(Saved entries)
________________________________________

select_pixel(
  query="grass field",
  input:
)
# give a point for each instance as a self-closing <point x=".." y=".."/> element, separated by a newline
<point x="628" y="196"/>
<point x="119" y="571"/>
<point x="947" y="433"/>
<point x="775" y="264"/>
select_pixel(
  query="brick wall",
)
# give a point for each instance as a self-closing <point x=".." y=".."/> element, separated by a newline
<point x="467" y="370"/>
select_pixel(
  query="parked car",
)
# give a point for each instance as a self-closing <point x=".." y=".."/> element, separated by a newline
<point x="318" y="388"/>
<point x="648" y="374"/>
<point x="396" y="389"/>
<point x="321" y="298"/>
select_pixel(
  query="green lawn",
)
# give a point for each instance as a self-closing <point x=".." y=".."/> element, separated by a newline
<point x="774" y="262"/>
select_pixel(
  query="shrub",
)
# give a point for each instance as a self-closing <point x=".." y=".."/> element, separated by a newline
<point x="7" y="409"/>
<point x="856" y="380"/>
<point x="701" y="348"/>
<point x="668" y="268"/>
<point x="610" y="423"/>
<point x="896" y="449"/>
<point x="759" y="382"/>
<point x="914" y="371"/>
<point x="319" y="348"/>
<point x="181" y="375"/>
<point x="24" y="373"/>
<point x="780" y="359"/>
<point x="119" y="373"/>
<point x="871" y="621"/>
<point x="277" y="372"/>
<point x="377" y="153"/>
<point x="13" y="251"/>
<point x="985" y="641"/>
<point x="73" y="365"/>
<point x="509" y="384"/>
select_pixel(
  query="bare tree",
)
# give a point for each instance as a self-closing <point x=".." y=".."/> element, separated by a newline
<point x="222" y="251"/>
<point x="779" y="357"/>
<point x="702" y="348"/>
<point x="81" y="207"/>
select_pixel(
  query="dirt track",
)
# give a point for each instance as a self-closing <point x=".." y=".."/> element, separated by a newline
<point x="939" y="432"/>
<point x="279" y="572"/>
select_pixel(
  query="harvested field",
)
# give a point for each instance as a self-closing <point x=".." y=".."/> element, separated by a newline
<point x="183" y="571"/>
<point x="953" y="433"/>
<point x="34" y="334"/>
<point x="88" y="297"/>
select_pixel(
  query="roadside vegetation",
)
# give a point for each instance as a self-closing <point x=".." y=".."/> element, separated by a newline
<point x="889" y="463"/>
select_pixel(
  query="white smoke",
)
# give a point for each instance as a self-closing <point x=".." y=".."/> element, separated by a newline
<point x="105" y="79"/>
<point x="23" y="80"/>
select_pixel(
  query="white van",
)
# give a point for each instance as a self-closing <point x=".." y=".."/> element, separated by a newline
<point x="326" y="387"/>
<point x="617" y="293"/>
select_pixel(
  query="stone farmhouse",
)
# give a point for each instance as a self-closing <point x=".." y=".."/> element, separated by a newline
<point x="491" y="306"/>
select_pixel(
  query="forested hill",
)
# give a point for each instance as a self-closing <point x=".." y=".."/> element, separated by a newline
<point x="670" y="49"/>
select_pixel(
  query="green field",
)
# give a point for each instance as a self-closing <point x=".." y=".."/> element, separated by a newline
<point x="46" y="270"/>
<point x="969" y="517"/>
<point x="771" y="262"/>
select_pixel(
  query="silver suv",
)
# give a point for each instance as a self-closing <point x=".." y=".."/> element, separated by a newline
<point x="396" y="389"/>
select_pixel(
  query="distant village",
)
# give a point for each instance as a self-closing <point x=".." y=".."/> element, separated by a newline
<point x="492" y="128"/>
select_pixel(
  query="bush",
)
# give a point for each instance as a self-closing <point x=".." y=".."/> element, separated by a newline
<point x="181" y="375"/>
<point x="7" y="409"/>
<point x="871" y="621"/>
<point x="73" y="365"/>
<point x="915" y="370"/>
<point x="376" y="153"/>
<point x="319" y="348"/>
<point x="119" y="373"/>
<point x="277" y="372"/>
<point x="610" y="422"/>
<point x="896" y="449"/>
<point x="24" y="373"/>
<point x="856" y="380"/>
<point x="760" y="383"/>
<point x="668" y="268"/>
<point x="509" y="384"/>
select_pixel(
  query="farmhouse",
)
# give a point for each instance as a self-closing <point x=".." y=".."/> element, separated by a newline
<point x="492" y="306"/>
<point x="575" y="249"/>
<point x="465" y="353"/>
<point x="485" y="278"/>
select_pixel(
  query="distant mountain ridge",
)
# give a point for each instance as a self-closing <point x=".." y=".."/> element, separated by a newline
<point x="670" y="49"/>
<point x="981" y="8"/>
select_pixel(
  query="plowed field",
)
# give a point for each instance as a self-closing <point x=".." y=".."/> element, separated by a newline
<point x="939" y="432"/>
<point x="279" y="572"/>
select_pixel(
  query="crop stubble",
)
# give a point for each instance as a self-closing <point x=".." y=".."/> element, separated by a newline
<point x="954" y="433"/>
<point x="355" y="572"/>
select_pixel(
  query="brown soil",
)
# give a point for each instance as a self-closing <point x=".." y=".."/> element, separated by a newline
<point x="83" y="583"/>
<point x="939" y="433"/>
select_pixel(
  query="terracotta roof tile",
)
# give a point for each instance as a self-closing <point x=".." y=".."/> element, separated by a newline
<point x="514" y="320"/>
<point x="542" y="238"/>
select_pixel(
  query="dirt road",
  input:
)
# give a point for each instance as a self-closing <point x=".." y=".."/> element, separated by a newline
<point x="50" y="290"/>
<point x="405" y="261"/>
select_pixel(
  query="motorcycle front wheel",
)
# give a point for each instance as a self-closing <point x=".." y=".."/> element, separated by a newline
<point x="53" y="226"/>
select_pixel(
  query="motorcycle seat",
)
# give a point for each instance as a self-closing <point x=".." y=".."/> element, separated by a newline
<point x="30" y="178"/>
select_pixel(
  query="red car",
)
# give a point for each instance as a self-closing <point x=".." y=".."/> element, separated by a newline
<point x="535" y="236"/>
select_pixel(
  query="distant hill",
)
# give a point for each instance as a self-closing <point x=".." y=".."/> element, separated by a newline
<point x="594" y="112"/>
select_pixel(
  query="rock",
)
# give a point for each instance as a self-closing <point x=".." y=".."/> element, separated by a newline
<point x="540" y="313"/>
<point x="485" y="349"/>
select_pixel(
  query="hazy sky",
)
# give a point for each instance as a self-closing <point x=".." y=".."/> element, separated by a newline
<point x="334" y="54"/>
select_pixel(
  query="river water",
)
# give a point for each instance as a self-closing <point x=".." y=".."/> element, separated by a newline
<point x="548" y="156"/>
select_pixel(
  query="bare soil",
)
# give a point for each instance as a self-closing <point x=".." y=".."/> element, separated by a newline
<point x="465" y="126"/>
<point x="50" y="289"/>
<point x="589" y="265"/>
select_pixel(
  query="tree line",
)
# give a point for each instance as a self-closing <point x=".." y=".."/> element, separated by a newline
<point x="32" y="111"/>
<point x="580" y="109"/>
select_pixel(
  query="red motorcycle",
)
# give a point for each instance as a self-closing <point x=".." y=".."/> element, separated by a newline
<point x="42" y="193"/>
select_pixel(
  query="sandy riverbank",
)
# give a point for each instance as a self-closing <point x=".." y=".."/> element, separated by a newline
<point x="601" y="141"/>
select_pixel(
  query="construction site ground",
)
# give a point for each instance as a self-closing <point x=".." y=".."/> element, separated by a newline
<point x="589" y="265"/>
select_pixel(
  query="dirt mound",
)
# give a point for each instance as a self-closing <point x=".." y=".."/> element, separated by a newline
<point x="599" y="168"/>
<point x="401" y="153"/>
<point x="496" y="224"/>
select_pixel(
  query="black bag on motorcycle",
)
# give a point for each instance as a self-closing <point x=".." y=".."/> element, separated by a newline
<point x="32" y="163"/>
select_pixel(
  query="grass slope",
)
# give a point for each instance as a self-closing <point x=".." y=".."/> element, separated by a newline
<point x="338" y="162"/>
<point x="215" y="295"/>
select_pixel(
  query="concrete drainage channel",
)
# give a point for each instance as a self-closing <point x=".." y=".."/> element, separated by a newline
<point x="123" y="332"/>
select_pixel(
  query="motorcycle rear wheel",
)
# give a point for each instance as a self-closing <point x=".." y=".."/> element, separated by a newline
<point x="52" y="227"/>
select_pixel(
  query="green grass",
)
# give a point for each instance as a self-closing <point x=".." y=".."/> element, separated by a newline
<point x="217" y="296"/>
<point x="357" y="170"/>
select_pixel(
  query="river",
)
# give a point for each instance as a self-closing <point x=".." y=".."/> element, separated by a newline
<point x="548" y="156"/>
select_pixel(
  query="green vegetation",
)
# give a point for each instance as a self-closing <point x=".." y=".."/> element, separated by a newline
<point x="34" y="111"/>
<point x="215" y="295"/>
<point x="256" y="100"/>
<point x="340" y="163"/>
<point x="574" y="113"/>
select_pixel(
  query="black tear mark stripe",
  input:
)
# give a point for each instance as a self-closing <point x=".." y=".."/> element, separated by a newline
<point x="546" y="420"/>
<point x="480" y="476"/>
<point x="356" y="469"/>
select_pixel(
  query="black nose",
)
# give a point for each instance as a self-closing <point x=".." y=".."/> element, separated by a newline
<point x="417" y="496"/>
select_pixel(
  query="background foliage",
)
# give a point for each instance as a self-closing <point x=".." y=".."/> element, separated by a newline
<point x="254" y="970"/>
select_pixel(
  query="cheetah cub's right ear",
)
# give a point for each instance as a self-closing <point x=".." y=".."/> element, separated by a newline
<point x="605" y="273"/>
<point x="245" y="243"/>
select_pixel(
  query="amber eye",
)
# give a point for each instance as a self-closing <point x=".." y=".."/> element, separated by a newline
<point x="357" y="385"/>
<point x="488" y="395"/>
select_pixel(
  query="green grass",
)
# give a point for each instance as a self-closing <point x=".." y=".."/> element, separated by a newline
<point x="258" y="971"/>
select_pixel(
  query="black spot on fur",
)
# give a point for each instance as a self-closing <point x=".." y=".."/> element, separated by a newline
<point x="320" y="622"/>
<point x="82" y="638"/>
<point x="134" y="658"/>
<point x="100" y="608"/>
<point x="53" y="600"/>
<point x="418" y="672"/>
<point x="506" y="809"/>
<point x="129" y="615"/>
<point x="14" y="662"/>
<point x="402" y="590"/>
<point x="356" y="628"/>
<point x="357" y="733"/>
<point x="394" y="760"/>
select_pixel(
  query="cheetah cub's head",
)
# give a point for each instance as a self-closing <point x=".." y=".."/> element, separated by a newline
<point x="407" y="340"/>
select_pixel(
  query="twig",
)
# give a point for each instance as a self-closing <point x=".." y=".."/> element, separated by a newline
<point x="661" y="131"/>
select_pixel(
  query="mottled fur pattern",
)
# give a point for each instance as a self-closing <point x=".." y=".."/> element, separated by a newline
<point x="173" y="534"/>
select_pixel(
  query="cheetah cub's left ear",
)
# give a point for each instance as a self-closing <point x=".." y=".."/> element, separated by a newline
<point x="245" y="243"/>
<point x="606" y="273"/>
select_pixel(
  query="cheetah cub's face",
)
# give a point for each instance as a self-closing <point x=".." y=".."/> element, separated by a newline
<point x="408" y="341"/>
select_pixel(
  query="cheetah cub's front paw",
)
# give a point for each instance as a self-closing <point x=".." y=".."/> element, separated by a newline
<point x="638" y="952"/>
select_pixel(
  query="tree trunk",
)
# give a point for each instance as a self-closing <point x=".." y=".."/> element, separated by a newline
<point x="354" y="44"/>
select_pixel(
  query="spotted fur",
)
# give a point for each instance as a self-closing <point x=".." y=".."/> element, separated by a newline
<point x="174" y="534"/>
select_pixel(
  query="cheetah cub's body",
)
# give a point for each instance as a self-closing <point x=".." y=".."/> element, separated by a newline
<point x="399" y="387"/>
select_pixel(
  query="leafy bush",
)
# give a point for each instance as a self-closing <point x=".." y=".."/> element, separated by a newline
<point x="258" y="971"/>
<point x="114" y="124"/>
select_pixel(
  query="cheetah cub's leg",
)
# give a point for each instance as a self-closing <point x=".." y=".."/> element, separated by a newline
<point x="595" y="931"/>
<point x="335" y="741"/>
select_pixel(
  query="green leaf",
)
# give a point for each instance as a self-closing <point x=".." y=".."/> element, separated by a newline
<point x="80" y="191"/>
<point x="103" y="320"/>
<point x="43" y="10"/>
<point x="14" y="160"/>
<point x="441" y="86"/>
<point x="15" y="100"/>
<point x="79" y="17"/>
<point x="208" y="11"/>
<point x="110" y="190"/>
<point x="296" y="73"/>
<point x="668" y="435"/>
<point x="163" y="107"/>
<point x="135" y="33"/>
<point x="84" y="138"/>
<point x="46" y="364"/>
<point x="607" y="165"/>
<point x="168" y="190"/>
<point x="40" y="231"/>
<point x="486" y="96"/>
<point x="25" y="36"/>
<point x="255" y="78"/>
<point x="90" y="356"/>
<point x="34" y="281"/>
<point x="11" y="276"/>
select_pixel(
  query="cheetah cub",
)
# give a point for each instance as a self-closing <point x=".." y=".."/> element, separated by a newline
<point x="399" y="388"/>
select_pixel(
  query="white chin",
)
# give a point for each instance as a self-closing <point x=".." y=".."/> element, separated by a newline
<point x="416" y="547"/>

________________________________________

Your answer should be a single number: the tally of lines in the entries that include the word "vegetation".

2